— ASSIGNMENT —
All of the records below are to be copied exactly.
◇ ◇ ◇
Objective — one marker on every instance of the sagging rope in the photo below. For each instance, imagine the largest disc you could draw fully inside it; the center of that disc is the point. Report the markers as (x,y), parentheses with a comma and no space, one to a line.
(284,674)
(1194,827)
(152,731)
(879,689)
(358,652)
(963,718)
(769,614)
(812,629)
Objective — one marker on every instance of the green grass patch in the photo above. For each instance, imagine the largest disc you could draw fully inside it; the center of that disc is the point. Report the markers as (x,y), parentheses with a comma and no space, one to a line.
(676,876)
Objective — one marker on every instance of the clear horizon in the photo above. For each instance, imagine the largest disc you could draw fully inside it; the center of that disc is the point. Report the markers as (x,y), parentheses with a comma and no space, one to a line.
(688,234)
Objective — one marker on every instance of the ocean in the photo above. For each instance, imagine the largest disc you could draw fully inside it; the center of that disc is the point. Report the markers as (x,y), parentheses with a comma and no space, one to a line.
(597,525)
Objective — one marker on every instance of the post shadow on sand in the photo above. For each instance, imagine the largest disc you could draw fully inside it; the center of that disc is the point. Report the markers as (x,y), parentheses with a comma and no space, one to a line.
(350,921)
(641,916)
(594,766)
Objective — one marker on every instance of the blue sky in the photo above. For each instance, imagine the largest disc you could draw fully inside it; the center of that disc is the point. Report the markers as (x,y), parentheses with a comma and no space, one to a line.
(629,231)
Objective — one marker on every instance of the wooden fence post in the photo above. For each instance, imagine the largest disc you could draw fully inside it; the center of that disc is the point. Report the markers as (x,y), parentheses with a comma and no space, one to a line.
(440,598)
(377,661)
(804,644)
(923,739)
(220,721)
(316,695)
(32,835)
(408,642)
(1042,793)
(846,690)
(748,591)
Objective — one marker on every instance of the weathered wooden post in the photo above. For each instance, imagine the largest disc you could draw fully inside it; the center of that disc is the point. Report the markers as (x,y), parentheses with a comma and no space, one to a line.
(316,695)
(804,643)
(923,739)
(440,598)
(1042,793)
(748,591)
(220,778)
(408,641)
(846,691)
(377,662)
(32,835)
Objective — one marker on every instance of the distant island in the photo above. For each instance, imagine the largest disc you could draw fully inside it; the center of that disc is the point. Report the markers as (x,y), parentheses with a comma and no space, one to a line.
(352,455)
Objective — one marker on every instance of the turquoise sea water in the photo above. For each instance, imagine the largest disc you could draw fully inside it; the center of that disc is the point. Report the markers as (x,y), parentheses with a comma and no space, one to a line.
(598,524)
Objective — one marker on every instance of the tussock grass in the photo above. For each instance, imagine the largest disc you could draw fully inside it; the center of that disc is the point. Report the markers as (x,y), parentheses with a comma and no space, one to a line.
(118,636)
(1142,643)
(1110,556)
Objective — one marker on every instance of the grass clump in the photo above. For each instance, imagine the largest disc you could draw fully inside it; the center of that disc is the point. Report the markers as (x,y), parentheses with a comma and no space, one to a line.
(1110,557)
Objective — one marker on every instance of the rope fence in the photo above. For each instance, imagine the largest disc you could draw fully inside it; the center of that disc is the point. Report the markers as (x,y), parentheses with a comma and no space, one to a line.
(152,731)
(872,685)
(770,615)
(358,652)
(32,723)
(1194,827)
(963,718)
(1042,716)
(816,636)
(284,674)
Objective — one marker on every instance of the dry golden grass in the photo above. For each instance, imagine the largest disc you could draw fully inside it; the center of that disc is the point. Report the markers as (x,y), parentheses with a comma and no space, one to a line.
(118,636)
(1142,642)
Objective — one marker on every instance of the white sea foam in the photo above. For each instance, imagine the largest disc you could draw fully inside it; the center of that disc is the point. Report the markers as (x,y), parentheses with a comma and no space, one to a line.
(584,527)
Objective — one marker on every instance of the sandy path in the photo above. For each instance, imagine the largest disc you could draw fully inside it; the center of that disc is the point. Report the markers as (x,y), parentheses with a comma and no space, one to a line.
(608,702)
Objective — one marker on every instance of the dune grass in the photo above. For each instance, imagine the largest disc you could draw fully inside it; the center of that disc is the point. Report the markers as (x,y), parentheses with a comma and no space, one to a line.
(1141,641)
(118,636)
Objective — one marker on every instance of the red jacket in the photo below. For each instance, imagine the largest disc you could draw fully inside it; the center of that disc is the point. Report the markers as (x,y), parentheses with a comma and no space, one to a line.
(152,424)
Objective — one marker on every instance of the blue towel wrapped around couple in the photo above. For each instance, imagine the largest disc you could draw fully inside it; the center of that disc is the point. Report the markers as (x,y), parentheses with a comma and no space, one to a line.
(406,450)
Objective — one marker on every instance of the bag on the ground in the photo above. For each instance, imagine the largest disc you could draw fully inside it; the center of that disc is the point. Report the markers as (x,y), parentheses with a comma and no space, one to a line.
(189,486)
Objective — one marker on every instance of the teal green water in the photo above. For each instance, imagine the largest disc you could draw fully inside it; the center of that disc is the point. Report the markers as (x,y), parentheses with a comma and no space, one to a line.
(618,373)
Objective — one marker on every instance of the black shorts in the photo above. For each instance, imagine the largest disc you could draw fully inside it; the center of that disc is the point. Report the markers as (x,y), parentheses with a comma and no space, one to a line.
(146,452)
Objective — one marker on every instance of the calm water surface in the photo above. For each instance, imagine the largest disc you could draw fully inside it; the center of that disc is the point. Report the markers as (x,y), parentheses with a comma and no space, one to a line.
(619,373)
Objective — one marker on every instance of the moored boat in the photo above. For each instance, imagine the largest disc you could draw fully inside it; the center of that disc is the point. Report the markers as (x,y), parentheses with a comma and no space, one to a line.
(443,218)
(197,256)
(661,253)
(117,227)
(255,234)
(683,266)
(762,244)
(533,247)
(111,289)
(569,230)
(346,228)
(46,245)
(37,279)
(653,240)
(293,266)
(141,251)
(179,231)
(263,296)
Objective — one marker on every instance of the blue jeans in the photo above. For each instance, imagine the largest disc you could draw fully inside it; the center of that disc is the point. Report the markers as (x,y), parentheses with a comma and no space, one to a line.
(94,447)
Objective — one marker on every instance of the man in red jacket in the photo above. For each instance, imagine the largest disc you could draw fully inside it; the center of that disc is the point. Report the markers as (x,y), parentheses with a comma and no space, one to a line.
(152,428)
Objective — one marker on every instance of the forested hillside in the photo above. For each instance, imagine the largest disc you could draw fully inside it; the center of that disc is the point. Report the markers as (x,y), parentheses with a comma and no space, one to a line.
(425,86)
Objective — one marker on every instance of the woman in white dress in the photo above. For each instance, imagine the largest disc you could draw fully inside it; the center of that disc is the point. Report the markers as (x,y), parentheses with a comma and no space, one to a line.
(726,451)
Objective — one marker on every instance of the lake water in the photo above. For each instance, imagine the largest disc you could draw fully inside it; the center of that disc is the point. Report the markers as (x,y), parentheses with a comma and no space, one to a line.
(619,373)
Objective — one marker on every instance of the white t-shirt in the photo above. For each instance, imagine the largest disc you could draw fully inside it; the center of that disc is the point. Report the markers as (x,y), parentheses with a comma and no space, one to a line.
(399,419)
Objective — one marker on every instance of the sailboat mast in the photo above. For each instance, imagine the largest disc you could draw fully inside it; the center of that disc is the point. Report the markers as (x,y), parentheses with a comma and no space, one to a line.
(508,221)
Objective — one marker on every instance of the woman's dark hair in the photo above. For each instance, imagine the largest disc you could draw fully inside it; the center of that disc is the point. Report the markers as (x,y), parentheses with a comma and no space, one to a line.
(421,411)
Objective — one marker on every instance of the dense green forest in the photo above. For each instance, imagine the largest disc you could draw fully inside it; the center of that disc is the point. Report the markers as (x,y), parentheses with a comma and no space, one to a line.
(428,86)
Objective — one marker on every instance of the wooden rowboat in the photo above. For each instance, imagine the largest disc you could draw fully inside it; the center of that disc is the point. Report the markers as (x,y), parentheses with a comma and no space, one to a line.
◇ ◇ ◇
— EXERCISE OUTPUT —
Objective — one marker on every instance of the sagging rope in the photo below. For each instance, imagine the largest disc you could draw fully inside it; the center of that disc is the point. Report the markers as (x,y), parentheses with a comma and no space, one to a line.
(284,674)
(1194,827)
(152,731)
(879,689)
(358,652)
(963,718)
(769,614)
(812,629)
Objective — one marker on every instance of the green grass patch in the photo above. For each instance, imagine the largest disc you could draw fully inside it; the center of that disc is the point. Report the markers as (x,y), parentheses with a comma and no space, one to a line.
(676,876)
Objective — one marker on every instance of the clear horizon in the photo above. For each instance, imagine the largest disc you could draw fully inside it; the center of that disc is the point. Report the markers as (x,y), parentheses with a comma and no space, one to a line.
(688,234)
Objective — one marker on every instance of the ocean in the photo above. For each instance, imagine the largest disc you could draw fully inside it; the center of that disc is the point. Report the markers as (x,y), parentheses with a comma and no space, one to a line.
(597,525)
Objective — one marker on every instance of the post shadow on sand in the photo above. For each instance, imagine the largest disc you could draw fully inside it; the center of that disc is the point. Report the markers as (x,y), parentheses with a comma and no space, one to a line.
(350,921)
(641,916)
(594,766)
Objective — one marker on every instance of the blue sky in the photo above. For each instance, imagine the largest disc you could draw fully inside it; the center of that disc is the point. Report the markers as (x,y), parentheses with a comma and no space, one to a line.
(629,231)
Objective — one marker on every instance of the wooden fence post in the photo above. For each instance, imagine the largest disc you could draw fully inside it; the center of that disc is the point. Report the markers as (x,y), parentheses with a comma and no space, one to a line.
(440,598)
(377,661)
(804,644)
(923,739)
(220,721)
(316,695)
(32,835)
(408,642)
(1042,793)
(846,690)
(748,591)
Objective — one marker on every instance of the weathered wooden post in the photo above. For each instance, imagine the largest disc you could draw fully inside it; the center of that disc is the point. Report the markers as (x,y), parentheses with a comma and no space, one to a line.
(316,695)
(804,643)
(923,739)
(440,598)
(1042,793)
(748,591)
(220,778)
(408,641)
(846,691)
(377,662)
(32,835)
Objective — one marker on every instance of the distant island in the photo above. For each instance, imagine the largest disc you could draw fully inside it; the center of that disc is the point. Report the markers as (x,y), parentheses with a comma and no space, one to a line.
(352,455)
Objective — one marker on every instance of the turquoise sea water in the photo above. For each instance, imagine the largest disc you could draw fully inside it; the center of that disc is the point. Report the markers as (x,y), parentheses with a comma and no space, one to a line.
(598,524)
Objective — one marker on every instance of the tussock grass in the photo above. For each instance, imagine the largest disc you could draw fully inside it; the center of that disc is the point. Report the markers as (x,y), parentheses with a comma and no space, one to a line.
(118,636)
(1142,643)
(1110,556)
Objective — one marker on every instance of the grass clump in the photo above. For each instance, imagine the largest disc you could draw fully inside it; the center of that disc is the point. Report the markers as (x,y), parentheses with a comma and no space, one to a line.
(1110,557)
Objective — one marker on every instance of the rope fence in the photo above. For each instance, imagine the largest disc you could draw fully inside it; the center of that disc is the point. Report the markers as (x,y), parentheses with a comma and no space, one to a line.
(152,731)
(872,685)
(770,615)
(358,652)
(32,723)
(1194,827)
(963,718)
(1042,716)
(816,636)
(284,674)
Objective — one marker on every instance of the dry golden grass in the photo above. For each instance, imagine the largest disc you could draw fully inside it; the center of that disc is the point. Report the markers as (x,y), parentheses with a comma and no space, one to a line.
(118,636)
(1142,642)
Objective — one marker on every instance of the white sea foam in the photo above. For each instance, imagine the largest disc you could draw fully inside it; the center of that disc is the point. Report the markers as (x,y), parentheses with a comma and no space, one to a line.
(584,527)
Objective — one marker on every instance of the sandy path in the photo above. For each instance, imagine the largest disc you could draw fully inside it; the center of that disc is the point. Report the markers as (x,y), parentheses with a comma and no space, one to a line.
(608,702)
Objective — one marker on every instance of the dune grass in the photo above. For each instance, imagine the largest disc you could draw fully inside it; the center of that disc is the point. Report the markers as (x,y), parentheses with a comma and no space, one to a line.
(1141,641)
(118,636)
Objective — one marker on every instance of the red jacket in the photo below. For each instance, imagine the largest disc you could draw fully inside it; the center of that disc is the point. Report the markers as (x,y), parentheses with a comma and no space, one to a line.
(152,424)
Objective — one marker on every instance of the blue towel wrapped around couple in the photo above. For each instance, imagine the largest disc you could draw fully inside it; the center of that disc is the point. Report the markers as (x,y), parentheses with a comma and no space, one to a line.
(406,450)
Objective — one marker on every instance of the bag on the ground in the photo above. For each instance, imagine the largest disc you could draw fully inside it; the center of that disc is the point. Report the markers as (x,y), parentheses with a comma and no space, one to a line.
(189,486)
Objective — one marker on every instance of the teal green water in the photo above. For each instance, imagine the largest disc you could draw fully inside it; the center of that disc is the point. Report the markers as (x,y), parentheses with a comma and no space, one to a line.
(618,373)
Objective — one marker on every instance of the black shorts in the photo above. For each instance, imagine the largest disc you could draw fully inside it; the center of that disc is the point. Report the markers as (x,y), parentheses with a comma and no space, one to a line.
(146,452)
Objective — one marker on every instance of the calm water surface in the photo above. For each instance, imagine the largest disc you could draw fully inside it; the center of that disc is the point. Report the markers as (x,y), parentheses with a comma and no space, one to a line.
(619,373)
Objective — one marker on every instance of the moored boat in the photo above. For each instance, imagine the largest disc you could draw fully inside it; the center of that disc is the point. Report the markers as (x,y), parentheses with a comma and no space, one to a line.
(443,218)
(197,256)
(661,253)
(117,227)
(255,234)
(683,266)
(762,244)
(533,247)
(111,289)
(569,230)
(346,228)
(46,245)
(37,279)
(653,240)
(293,266)
(141,251)
(179,231)
(263,296)
Objective — one marker on every instance of the blue jeans in the photo above. For each instance, imagine the largest disc you could draw fully inside it; the center of that disc is the point. Report the markers as (x,y), parentheses with a comma and no space, one to a line.
(94,447)
Objective — one marker on every instance of the man in red jacket in the photo above. For each instance, imagine the largest disc you could draw fully inside it; the center of that disc is the point. Report the markers as (x,y), parentheses with a comma and no space, one to a line.
(152,428)
Objective — one marker on every instance of the forested hillside in the photo above. For each instance, imagine the largest disc you could draw fully inside it; the center of that disc is the point. Report the markers as (x,y), parentheses with a comma and no space, one to a line.
(425,86)
Objective — one marker on every instance of the woman in white dress in the photo above. For each instance, imagine the largest disc you could draw fully inside it; the center of that disc is the point. Report the markers as (x,y), parentheses with a comma and no space, one to a line.
(726,451)
Objective — one marker on every instance of the lake water in the photo above. For each instance, imagine the largest disc you could draw fully inside it; the center of that disc is the point. Report the markers as (x,y), parentheses with a comma and no space, one to a line.
(619,373)
Objective — one marker on every instance of the white t-shirt in the photo above. For each instance, imagine the largest disc you could draw fully inside it; the center of that disc is the point. Report the markers as (x,y), parentheses with a comma and no space, one to a line.
(399,419)
Objective — one marker on every instance of the sailboat mast in the photo above. For each instance, imagine the largest disc you could draw fully inside it; the center of that disc is the point. Report the markers as (x,y), parentheses with a comma and no space, one to a line.
(508,221)
Objective — one marker on every instance of the woman's dark hair in the photo above. For each instance, imagine the largest disc you could draw fully inside it; the center of that disc is the point. Report the markers as (x,y), parentheses with a comma and no space, one to a line.
(421,411)
Objective — one marker on every instance of the dense green forest in the photo above. For each instance, imagine the largest disc you could draw fully inside it; the center of that disc is the point. Report the markers as (x,y), parentheses with a comma and no space, one to a line.
(428,86)
Objective — one marker on every instance of the wooden rowboat in the photo above. For each instance, imagine the largest disc you could draw fully inside it; the center of that disc is the point. Report the markers as (x,y), parentheses with a comma and no space, one to a line.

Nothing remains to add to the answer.